■ **TASK INPUT**:
==========
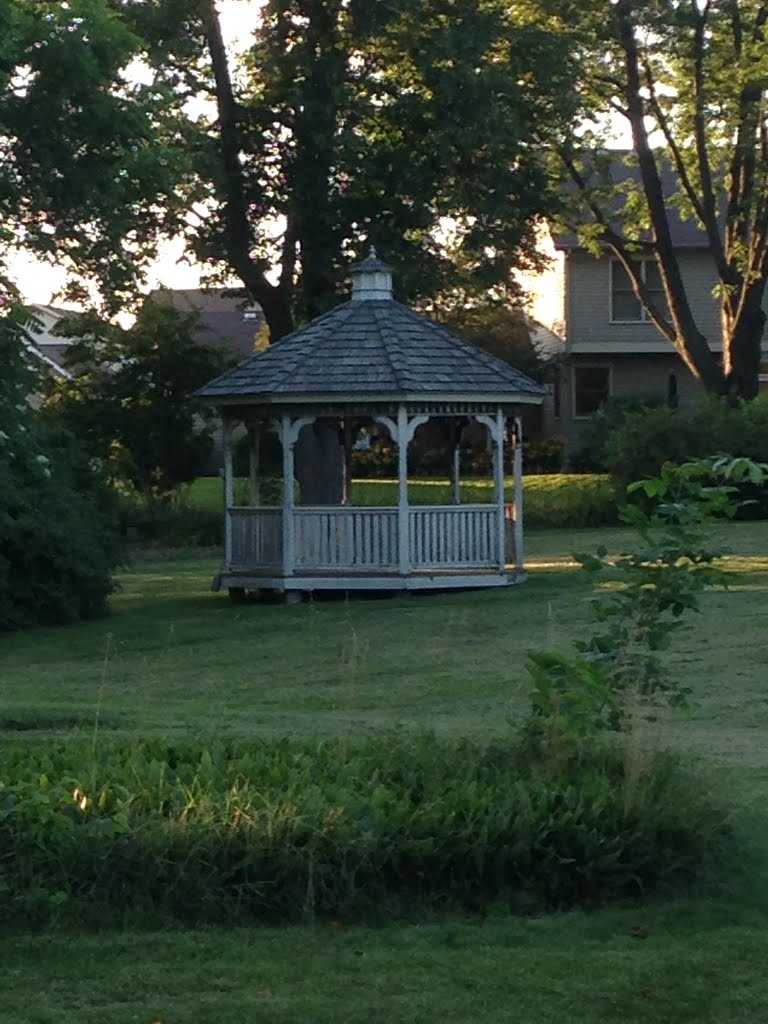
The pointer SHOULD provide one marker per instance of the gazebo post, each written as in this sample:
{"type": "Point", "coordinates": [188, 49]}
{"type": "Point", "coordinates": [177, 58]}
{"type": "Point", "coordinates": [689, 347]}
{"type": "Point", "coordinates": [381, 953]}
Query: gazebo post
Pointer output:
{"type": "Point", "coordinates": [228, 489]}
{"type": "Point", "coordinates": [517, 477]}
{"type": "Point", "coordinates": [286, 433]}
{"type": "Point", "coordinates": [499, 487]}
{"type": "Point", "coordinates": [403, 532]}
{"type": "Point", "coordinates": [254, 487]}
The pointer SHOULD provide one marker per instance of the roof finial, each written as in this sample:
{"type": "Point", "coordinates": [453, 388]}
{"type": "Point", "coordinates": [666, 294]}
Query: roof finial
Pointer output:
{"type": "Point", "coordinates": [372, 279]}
==========
■ **INSTRUCTIONS FOR THE TASK**: Each entry above is to be written out again unchanged, apart from the pictures, which are left out.

■ **RESPONSE TO THIS EXERCISE**:
The pointer SHOULD provide one marker per instance of the gazebo post, each written as in this sample:
{"type": "Point", "coordinates": [188, 49]}
{"type": "Point", "coordinates": [177, 58]}
{"type": "Point", "coordinates": [689, 347]}
{"type": "Point", "coordinates": [381, 953]}
Query: gazebo post
Pointer output:
{"type": "Point", "coordinates": [228, 489]}
{"type": "Point", "coordinates": [517, 477]}
{"type": "Point", "coordinates": [286, 433]}
{"type": "Point", "coordinates": [499, 487]}
{"type": "Point", "coordinates": [403, 532]}
{"type": "Point", "coordinates": [254, 487]}
The pointer SHOULD provide one marker per instance of the roof finial, each written as in this sample:
{"type": "Point", "coordinates": [453, 388]}
{"type": "Point", "coordinates": [666, 294]}
Query: roof finial
Pointer output:
{"type": "Point", "coordinates": [372, 279]}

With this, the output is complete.